• Questions on the material:
1. Decide whether each statement agrees with the nursing interview, answering yes or no and quoting the words from the interview that settle it: (a) hospitals in Pennsylvania wanted BSN nurses; (b) every nurse should hold BLS certification; (c) the nursing job market is as promising as the media suggests.
2. Using the nursing interview, explain why the speaker chose a 2-year nursing program over becoming a surgeon.

[[ Text excerpt, beginning ]]

What influenced you to go into nursing? What influenced you to choose this specialty?
I have always had a profound interest in the medical field, I was quite the science nerd as a child and loved learning how things worked. Initially in high school I thought I wanted to be a surgeon, but having no experience working in the medical field wasn’t sure I wanted to commit to such a long program not knowing if I would actually like it in the end. I decided to go into a 2 year nursing program instead. And I am really glad I did. I love being a nurse! I love the daily interaction with people, no two days are ever the same, and I also love the never-ending learning, there is always something new to be learned as a nurse whether it is a new medication, procedure, or even just simple words of wisdom from a co-worker or patient.
What degrees or certifications would you recommend a nursing school student interested in your specialty?
I would recommend doing some research on the area first. For example it seems here in Massachusetts, especially Boston, hospitals want BSN nurses. That really wasn’t the case in Pennsylvania. As far as certifications, every nurse should have BLS (CPR). ACLS is preferred among many places, I can’t speak to the hospitals here, but starting out as a new grad in Pa, there are many classes to take throughout the orientation process. In maternity I had to take NRP (neonatal resuscitation) and delivery room nurses usually have fetal monitoring classes.
What would you say to someone who is considering going into nursing?
Do it for the right reasons. Don’t go into nursing just because of the “nursing shortage” and “guaranteed job”. Depending on where you live and plan on working the job market, atleast currently, isn’t as promising as the media makes it seem. Also, make sure you are willing to work off shifts, weekends and holidays. Shadow a nurse if you are able, just make sure nursing is something you can actually see yourself doing and enjoying before you make the time commitment. Nursing is a demanding and challenging profession, always expect the unexpected. Hopefully you will have the passion for nursing and get to enjoy the rewarding experiences gained through a nursing career!

[[ Text excerpt, end ]]
[[ Provided material, beginning ]]

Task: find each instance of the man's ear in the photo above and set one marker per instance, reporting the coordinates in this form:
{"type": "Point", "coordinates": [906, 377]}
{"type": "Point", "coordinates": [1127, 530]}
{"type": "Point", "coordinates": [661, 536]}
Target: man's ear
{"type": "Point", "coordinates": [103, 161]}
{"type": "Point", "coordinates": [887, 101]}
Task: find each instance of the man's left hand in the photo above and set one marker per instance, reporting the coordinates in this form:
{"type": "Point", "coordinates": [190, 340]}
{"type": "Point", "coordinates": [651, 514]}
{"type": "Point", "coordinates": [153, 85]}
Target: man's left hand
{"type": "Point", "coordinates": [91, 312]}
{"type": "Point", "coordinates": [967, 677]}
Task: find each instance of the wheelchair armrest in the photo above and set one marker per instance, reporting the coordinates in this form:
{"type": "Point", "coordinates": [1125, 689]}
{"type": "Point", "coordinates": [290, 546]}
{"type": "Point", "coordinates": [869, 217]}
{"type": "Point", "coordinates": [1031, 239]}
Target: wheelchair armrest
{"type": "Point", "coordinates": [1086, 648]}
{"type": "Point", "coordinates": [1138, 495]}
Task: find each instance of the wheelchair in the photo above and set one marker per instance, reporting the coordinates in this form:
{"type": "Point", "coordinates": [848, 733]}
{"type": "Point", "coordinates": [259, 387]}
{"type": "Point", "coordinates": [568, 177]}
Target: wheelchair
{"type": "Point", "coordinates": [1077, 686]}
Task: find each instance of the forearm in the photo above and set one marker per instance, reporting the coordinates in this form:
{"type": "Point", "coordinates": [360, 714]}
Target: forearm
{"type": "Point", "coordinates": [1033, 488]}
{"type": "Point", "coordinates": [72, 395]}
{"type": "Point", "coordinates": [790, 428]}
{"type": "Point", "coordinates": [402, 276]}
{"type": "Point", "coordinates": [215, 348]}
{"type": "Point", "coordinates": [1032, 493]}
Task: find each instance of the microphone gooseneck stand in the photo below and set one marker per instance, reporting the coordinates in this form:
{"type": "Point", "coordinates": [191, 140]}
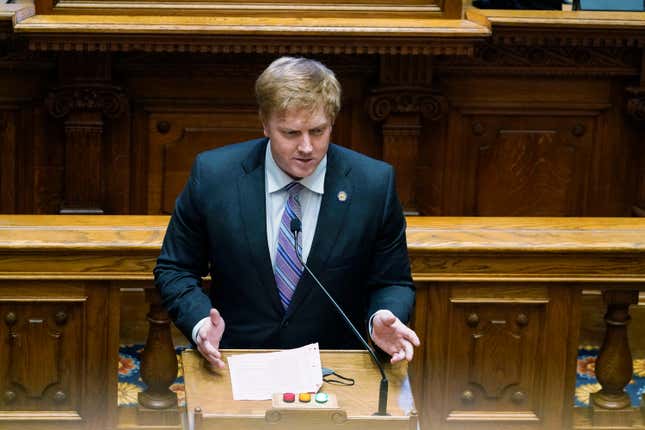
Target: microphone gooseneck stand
{"type": "Point", "coordinates": [296, 227]}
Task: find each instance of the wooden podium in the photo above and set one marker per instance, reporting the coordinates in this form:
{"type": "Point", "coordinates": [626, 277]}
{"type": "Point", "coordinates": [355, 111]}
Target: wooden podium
{"type": "Point", "coordinates": [210, 404]}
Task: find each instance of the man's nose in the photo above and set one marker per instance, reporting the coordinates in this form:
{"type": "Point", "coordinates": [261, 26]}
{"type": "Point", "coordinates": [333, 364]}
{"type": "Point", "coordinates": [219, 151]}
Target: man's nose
{"type": "Point", "coordinates": [305, 145]}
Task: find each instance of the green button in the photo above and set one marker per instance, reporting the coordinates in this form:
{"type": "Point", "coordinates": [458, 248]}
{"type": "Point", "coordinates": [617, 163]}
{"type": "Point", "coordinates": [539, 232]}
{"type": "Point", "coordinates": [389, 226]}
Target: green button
{"type": "Point", "coordinates": [322, 398]}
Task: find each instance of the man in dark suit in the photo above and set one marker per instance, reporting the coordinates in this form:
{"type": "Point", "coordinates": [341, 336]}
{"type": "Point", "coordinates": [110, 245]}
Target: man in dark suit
{"type": "Point", "coordinates": [233, 218]}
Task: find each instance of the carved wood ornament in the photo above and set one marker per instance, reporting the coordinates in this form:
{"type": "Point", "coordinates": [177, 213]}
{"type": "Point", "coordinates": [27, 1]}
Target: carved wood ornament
{"type": "Point", "coordinates": [83, 106]}
{"type": "Point", "coordinates": [401, 103]}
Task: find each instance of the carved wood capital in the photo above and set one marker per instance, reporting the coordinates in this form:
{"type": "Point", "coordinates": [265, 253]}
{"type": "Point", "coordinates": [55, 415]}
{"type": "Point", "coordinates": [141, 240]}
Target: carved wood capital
{"type": "Point", "coordinates": [108, 100]}
{"type": "Point", "coordinates": [420, 100]}
{"type": "Point", "coordinates": [636, 104]}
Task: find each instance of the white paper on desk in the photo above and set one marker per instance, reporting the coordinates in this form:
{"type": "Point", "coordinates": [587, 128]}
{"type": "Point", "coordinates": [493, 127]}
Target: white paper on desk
{"type": "Point", "coordinates": [257, 376]}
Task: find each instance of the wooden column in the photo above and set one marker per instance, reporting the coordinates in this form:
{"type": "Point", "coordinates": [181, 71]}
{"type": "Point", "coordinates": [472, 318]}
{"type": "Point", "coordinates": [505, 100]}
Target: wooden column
{"type": "Point", "coordinates": [636, 101]}
{"type": "Point", "coordinates": [84, 98]}
{"type": "Point", "coordinates": [403, 99]}
{"type": "Point", "coordinates": [158, 360]}
{"type": "Point", "coordinates": [611, 406]}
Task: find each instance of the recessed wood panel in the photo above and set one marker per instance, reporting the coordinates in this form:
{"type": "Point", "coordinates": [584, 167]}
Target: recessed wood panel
{"type": "Point", "coordinates": [516, 165]}
{"type": "Point", "coordinates": [42, 357]}
{"type": "Point", "coordinates": [493, 359]}
{"type": "Point", "coordinates": [176, 138]}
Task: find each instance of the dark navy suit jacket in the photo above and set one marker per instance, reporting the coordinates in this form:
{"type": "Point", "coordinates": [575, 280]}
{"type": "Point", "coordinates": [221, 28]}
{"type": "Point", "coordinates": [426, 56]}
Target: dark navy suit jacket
{"type": "Point", "coordinates": [359, 252]}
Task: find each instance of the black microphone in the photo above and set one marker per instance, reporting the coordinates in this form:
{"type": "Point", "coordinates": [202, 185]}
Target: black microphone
{"type": "Point", "coordinates": [296, 227]}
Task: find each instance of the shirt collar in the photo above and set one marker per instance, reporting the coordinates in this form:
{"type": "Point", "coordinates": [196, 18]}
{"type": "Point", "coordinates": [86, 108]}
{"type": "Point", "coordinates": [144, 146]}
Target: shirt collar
{"type": "Point", "coordinates": [276, 179]}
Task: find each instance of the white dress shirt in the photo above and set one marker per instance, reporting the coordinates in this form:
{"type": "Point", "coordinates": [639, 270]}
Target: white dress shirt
{"type": "Point", "coordinates": [275, 179]}
{"type": "Point", "coordinates": [276, 196]}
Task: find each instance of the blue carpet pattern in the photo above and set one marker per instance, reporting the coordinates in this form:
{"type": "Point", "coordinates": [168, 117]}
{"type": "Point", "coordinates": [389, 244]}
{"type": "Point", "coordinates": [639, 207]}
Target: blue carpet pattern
{"type": "Point", "coordinates": [586, 382]}
{"type": "Point", "coordinates": [130, 383]}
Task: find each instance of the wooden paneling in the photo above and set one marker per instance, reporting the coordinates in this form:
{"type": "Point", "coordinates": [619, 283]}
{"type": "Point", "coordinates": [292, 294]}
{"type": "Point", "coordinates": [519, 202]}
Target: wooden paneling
{"type": "Point", "coordinates": [8, 161]}
{"type": "Point", "coordinates": [522, 278]}
{"type": "Point", "coordinates": [539, 163]}
{"type": "Point", "coordinates": [175, 140]}
{"type": "Point", "coordinates": [43, 339]}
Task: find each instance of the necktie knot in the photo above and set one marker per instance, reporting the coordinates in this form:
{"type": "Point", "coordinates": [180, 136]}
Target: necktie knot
{"type": "Point", "coordinates": [294, 188]}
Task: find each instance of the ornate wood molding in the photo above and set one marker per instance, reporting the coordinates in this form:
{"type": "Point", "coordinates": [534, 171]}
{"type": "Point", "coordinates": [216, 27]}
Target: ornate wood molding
{"type": "Point", "coordinates": [108, 100]}
{"type": "Point", "coordinates": [239, 45]}
{"type": "Point", "coordinates": [404, 99]}
{"type": "Point", "coordinates": [549, 28]}
{"type": "Point", "coordinates": [491, 58]}
{"type": "Point", "coordinates": [636, 103]}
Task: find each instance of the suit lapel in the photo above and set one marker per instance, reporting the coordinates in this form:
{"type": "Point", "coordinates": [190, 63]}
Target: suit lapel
{"type": "Point", "coordinates": [251, 193]}
{"type": "Point", "coordinates": [331, 220]}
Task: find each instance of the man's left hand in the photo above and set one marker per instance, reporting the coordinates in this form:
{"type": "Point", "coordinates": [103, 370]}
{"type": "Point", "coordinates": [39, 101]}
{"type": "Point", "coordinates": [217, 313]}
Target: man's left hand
{"type": "Point", "coordinates": [393, 337]}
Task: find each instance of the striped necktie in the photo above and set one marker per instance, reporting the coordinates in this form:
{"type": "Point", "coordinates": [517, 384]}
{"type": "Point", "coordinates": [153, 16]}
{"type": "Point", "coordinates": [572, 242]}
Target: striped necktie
{"type": "Point", "coordinates": [288, 268]}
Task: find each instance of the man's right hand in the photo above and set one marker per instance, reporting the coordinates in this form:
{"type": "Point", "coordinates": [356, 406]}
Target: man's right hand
{"type": "Point", "coordinates": [208, 338]}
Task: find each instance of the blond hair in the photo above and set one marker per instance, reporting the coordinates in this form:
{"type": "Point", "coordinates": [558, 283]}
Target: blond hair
{"type": "Point", "coordinates": [297, 83]}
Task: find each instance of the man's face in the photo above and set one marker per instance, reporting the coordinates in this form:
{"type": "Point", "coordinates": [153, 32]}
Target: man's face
{"type": "Point", "coordinates": [299, 140]}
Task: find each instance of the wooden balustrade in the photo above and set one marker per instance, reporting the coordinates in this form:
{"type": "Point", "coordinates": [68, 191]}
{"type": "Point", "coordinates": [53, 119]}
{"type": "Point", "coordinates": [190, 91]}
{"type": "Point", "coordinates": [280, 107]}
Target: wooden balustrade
{"type": "Point", "coordinates": [498, 312]}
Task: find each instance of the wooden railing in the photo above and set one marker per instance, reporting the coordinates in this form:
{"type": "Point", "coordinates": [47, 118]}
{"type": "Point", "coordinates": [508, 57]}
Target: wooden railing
{"type": "Point", "coordinates": [498, 311]}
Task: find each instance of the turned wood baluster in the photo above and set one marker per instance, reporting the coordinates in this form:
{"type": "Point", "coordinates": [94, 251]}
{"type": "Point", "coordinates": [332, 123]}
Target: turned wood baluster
{"type": "Point", "coordinates": [611, 405]}
{"type": "Point", "coordinates": [158, 361]}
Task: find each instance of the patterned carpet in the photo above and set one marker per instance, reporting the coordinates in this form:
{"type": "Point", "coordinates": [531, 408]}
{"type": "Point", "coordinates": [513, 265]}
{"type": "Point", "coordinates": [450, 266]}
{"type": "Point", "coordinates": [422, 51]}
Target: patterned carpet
{"type": "Point", "coordinates": [130, 383]}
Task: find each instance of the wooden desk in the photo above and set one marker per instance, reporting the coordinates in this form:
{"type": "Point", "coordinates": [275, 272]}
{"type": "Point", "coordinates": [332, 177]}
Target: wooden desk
{"type": "Point", "coordinates": [497, 311]}
{"type": "Point", "coordinates": [210, 399]}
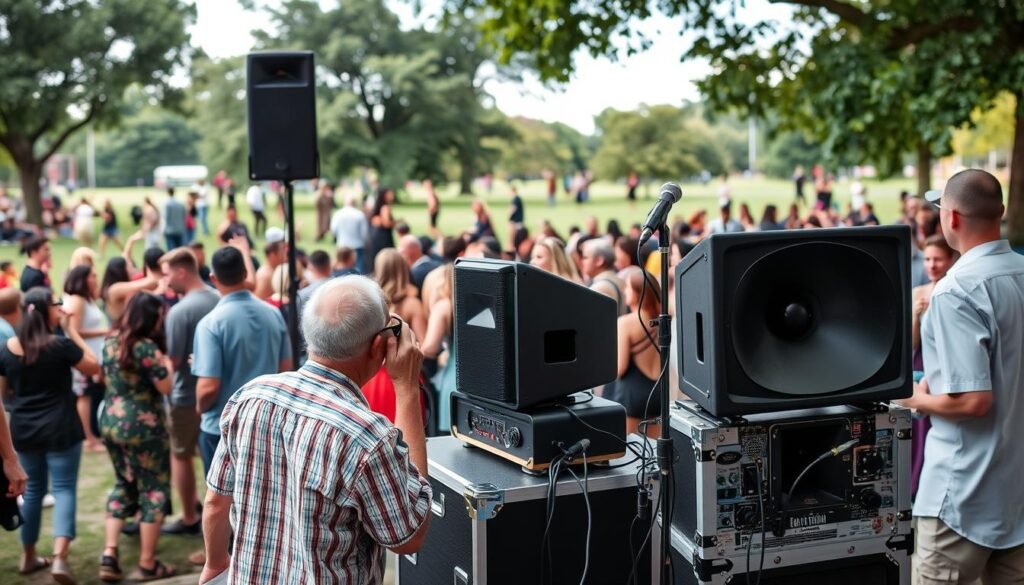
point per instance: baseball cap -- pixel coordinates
(274, 235)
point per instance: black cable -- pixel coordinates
(750, 543)
(834, 452)
(592, 427)
(586, 497)
(646, 283)
(647, 450)
(761, 504)
(633, 571)
(553, 471)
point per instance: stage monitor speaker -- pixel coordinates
(281, 89)
(788, 320)
(523, 336)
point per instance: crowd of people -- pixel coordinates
(175, 358)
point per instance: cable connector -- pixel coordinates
(643, 503)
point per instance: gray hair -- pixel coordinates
(602, 249)
(343, 316)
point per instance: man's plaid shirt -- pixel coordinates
(321, 485)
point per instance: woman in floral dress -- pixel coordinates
(133, 431)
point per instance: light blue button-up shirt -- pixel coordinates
(241, 339)
(973, 340)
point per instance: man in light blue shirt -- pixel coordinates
(350, 230)
(10, 315)
(970, 508)
(174, 221)
(10, 312)
(241, 339)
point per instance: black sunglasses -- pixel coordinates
(395, 329)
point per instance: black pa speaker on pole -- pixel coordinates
(281, 90)
(771, 321)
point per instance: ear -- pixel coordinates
(378, 349)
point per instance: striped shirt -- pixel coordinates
(321, 485)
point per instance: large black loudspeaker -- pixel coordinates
(796, 319)
(281, 89)
(523, 336)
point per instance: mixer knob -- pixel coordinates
(869, 464)
(870, 499)
(513, 437)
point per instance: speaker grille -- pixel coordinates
(484, 310)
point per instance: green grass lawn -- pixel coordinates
(95, 478)
(607, 202)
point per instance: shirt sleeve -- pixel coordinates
(145, 354)
(286, 341)
(221, 475)
(177, 336)
(72, 352)
(207, 356)
(392, 498)
(962, 345)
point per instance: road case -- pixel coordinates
(488, 519)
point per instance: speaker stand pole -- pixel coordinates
(666, 455)
(293, 285)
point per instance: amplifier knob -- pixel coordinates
(869, 464)
(870, 499)
(513, 437)
(747, 516)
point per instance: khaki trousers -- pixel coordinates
(944, 557)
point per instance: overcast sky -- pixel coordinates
(656, 76)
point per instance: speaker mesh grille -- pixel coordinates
(485, 343)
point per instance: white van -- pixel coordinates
(178, 175)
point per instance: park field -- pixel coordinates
(607, 202)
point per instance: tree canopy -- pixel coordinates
(68, 64)
(870, 79)
(393, 99)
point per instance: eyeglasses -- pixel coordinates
(394, 326)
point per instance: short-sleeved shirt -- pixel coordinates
(320, 484)
(350, 227)
(241, 339)
(973, 340)
(233, 231)
(42, 413)
(32, 278)
(180, 326)
(6, 332)
(174, 217)
(517, 211)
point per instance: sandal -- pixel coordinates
(60, 572)
(38, 563)
(159, 571)
(110, 569)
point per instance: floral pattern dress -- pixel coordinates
(134, 432)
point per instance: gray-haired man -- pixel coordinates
(320, 486)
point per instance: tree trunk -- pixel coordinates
(466, 172)
(31, 194)
(1015, 200)
(924, 169)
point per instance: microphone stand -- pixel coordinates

[[ Provided material, end ]]

• Written answers:
1.
(a) No: "That really wasn’t the case in Pennsylvania."
(b) Yes: "every nurse should have BLS (CPR)."
(c) No: "isn’t as promising as the media makes it seem."

2. The speaker had no experience working in the medical field. Without that experience, the speaker was unsure about committing to such a long surgical program without knowing whether the work would be enjoyable in the end, so the speaker chose a 2-year nursing program.